- **WHAT YOU ARE ASKED TO DO**
Rewrite the lines in the stretch from the line containing "Reviewer note: confirm that each instance of the flag stripe" through the line containing "[(107, 426), (721, 238)]", swapping "flag stripe" for "banner stripe" and keeping everything else unchanged.

- **SUPPLIED DATA**
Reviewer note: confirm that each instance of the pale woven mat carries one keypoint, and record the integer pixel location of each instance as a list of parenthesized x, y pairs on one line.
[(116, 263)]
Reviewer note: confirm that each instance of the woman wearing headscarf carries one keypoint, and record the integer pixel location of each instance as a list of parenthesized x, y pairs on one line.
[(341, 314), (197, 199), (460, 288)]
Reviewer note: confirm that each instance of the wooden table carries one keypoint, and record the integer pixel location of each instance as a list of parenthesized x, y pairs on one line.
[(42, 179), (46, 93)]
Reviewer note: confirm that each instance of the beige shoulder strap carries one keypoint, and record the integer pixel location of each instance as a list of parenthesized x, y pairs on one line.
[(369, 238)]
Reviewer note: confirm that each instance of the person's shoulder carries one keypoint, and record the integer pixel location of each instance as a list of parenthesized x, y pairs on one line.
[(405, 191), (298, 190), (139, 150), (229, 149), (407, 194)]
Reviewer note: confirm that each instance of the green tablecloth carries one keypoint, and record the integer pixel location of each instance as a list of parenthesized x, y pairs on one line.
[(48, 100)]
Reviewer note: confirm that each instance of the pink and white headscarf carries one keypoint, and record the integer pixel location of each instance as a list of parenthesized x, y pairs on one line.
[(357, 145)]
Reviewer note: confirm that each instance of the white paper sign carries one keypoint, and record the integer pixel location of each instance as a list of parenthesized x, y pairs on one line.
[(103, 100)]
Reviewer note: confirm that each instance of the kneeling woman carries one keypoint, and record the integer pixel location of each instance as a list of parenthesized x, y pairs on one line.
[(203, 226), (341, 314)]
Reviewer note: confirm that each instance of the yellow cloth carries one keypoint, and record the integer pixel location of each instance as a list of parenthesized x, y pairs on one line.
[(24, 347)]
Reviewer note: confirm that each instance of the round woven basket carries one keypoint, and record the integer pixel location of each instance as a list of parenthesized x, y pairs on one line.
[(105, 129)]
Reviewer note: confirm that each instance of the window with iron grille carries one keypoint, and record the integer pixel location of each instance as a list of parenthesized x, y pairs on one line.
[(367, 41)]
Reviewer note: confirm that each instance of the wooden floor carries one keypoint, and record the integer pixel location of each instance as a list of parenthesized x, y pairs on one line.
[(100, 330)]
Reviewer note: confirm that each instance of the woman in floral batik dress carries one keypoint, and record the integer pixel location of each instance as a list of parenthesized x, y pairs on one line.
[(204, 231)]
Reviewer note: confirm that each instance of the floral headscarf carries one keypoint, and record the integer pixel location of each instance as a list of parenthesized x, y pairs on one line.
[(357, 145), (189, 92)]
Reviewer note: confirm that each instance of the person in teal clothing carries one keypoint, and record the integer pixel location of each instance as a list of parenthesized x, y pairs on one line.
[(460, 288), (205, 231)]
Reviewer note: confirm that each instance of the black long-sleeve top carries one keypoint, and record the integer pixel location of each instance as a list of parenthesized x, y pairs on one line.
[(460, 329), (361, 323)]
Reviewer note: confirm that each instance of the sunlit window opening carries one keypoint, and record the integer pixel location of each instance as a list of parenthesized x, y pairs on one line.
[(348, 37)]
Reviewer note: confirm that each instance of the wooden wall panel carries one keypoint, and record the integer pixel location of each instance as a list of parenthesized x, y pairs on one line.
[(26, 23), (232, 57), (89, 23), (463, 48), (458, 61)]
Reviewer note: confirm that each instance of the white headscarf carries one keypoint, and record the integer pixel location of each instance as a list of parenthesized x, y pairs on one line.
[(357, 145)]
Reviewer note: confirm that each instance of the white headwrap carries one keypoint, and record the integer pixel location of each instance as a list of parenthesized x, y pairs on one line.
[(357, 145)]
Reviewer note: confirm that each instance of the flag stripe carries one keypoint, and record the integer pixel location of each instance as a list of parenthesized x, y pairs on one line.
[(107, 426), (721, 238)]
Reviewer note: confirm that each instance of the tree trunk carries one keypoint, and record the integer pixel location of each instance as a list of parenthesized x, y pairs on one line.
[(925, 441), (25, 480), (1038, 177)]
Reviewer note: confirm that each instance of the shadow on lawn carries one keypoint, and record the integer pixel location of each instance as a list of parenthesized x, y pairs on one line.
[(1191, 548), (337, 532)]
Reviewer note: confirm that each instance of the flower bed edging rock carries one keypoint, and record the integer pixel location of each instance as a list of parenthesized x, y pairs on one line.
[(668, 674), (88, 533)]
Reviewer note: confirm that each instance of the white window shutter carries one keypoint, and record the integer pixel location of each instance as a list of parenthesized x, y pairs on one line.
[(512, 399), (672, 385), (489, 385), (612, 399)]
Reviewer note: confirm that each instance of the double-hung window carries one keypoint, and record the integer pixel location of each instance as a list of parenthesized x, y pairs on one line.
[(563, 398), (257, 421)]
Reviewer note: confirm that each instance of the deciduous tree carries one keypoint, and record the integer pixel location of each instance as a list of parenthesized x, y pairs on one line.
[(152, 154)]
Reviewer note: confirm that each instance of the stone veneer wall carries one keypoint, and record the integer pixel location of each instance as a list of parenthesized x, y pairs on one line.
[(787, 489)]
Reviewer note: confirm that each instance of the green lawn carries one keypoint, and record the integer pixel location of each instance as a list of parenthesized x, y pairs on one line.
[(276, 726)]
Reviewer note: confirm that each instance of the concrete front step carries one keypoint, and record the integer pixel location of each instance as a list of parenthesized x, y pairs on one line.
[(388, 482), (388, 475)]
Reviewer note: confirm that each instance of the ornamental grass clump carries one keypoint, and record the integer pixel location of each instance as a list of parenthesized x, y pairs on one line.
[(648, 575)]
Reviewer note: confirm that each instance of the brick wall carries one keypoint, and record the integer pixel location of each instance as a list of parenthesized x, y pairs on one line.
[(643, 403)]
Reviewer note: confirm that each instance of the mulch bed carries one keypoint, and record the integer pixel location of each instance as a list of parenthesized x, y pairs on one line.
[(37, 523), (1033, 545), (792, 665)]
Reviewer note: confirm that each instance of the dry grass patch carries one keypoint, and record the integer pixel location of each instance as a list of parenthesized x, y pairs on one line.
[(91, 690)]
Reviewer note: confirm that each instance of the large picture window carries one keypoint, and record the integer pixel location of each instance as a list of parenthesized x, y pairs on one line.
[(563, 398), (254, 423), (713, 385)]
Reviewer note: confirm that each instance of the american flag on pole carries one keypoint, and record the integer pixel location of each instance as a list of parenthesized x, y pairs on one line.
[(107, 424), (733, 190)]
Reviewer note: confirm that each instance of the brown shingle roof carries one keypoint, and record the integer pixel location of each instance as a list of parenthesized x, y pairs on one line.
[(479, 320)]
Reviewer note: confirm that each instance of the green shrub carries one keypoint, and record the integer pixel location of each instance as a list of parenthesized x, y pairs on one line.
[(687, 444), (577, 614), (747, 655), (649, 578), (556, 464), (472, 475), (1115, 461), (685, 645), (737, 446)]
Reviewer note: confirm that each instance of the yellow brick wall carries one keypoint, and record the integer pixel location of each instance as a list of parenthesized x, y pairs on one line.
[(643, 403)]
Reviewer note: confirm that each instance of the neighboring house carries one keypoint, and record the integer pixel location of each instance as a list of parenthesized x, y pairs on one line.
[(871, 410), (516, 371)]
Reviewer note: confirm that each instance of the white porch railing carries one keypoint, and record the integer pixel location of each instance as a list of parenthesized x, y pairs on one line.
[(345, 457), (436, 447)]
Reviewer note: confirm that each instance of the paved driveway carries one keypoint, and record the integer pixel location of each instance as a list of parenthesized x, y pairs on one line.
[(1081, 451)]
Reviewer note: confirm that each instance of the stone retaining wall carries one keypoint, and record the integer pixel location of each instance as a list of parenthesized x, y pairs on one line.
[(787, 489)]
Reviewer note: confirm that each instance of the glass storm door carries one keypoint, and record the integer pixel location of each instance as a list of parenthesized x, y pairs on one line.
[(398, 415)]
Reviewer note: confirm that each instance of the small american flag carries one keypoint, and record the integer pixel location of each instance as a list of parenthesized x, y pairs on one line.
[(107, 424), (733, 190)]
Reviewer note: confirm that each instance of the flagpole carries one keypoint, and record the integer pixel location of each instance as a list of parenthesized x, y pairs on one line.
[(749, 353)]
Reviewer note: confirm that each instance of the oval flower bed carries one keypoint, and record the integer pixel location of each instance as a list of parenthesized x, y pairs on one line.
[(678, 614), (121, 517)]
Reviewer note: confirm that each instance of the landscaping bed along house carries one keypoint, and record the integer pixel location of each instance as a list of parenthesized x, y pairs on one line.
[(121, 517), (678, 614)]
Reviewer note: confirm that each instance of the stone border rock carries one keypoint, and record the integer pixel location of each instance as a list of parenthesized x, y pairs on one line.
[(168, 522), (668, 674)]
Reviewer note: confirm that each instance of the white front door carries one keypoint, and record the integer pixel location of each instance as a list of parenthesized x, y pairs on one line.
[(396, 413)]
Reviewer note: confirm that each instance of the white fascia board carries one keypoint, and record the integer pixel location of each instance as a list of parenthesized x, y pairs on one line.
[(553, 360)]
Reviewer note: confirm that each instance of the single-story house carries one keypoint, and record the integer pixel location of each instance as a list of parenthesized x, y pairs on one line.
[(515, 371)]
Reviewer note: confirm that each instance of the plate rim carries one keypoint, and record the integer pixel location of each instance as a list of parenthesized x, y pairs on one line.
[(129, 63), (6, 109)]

- **WORKED SOLUTION**
Reviewer note: confirm that each instance of the banner stripe carries one keypoint, and record the integer pixel location of each instance as a list of parenthesized x, y pairs on one line.
[(107, 426), (721, 238)]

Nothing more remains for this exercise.